SELECTED PASSAGE
A1: A total of 17 States qualify for TANF Supplemental Funds for FY 2010. They are as follows: Alabama, Alaska, Arizona, Arkansas, Colorado, Florida, Georgia, Idaho, Louisiana, Mississippi, Montana, Nevada, New Mexico, North Carolina, Tennessee, Texas, and Utah.
Q1: Did the Recovery Act include a change in the use of unspent Federal TANF funds carried over into a succeeding fiscal year?
A1: Yes. The Recovery Act includes a provision that lifts the restriction on unspent Federal TANF funds reserved or “carried over” into a succeeding fiscal year. Previously, carry-over funds could only be used to provide assistance (the ongoing basic needs payment, and supportive services such as transportation and child care to families not employed). Now jurisdictions (States, Territories, D.C., and Tribes) may use any unspent Federal TANF money from a prior fiscal year to provide any allowable TANF benefit, service, or activity – i.e., not just assistance.
Q2: Is it possible to transfer any of the carry-over money to the Social Services Block Grant Program and/or the Child Care and Development Block Grant Program?
A2: No. This part of the law did not change. States, D.C., and Territories may only transfer up to 30% of their current fiscal year Federal TANF block grant funds to these programs. (The transfer provision has never applied to Tribes operating approved Tribal TANF programs.) Jurisdictions must spend any carry-over funds in their TANF programs.
Q3: Is this change permanent?
A3: Yes.

DATA SECTION
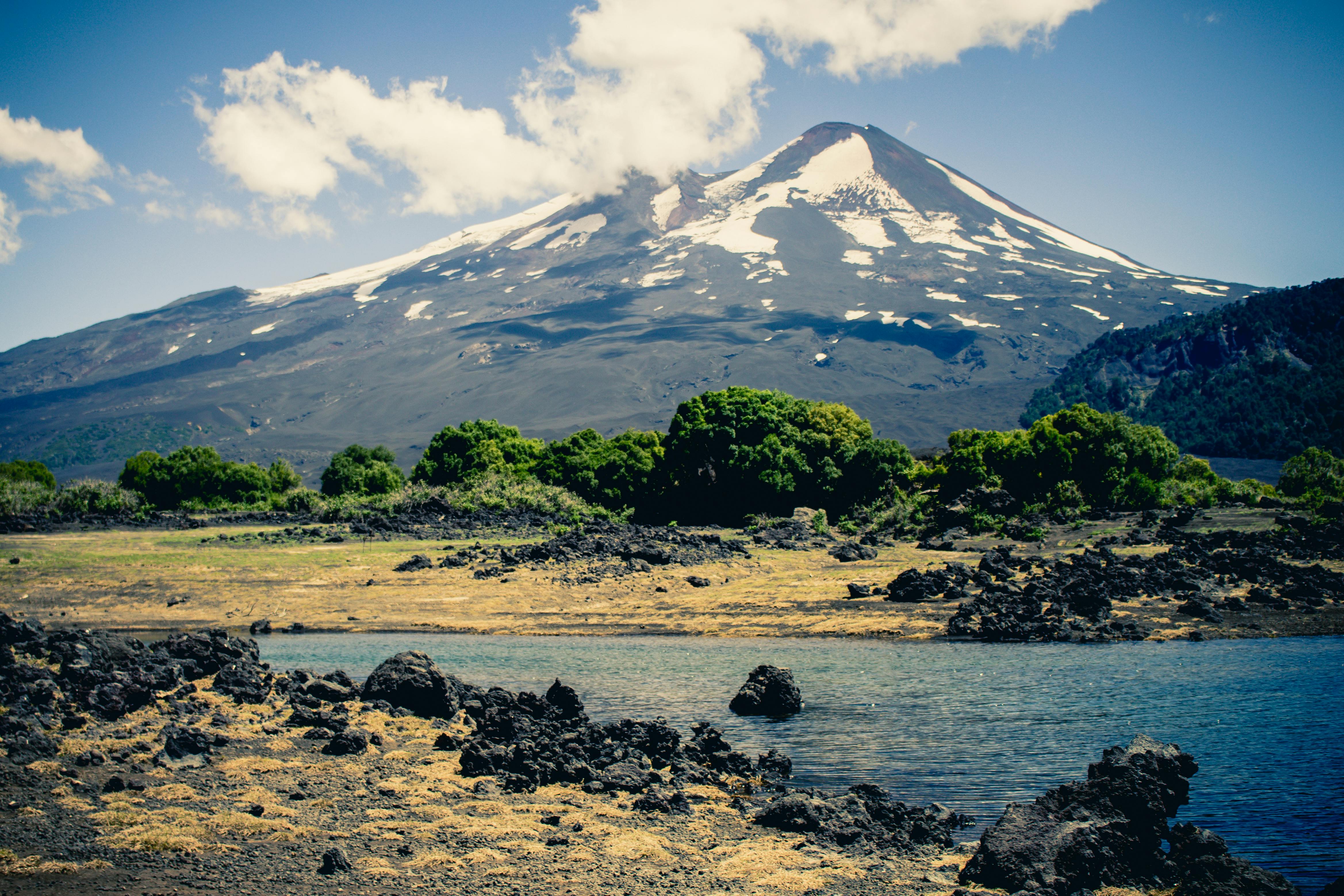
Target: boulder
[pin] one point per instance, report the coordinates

WHAT THE EXERCISE ASKS
Continue the question-and-answer text on TANF funds under the Recovery Act from where it stops.

RESULT OF THE EXERCISE
Q4: Can TANF carry-over funds be used for non-assistance poverty reduction programs?
A4: Yes, the ARRA allows jurisdictions administering TANF programs to use TANF program funds carried over from a prior year for any allowable TANF benefit, service, or activity. Prior to FY 2009, these funds could be used to provide assistance to needy families. However, such carry-over funds may not be transferred to either the CCDF or the SSBG programs.
Q1: Did the Recovery Act include a change in calculating a State’s caseload reduction credit for determining the work participation rate it must meet?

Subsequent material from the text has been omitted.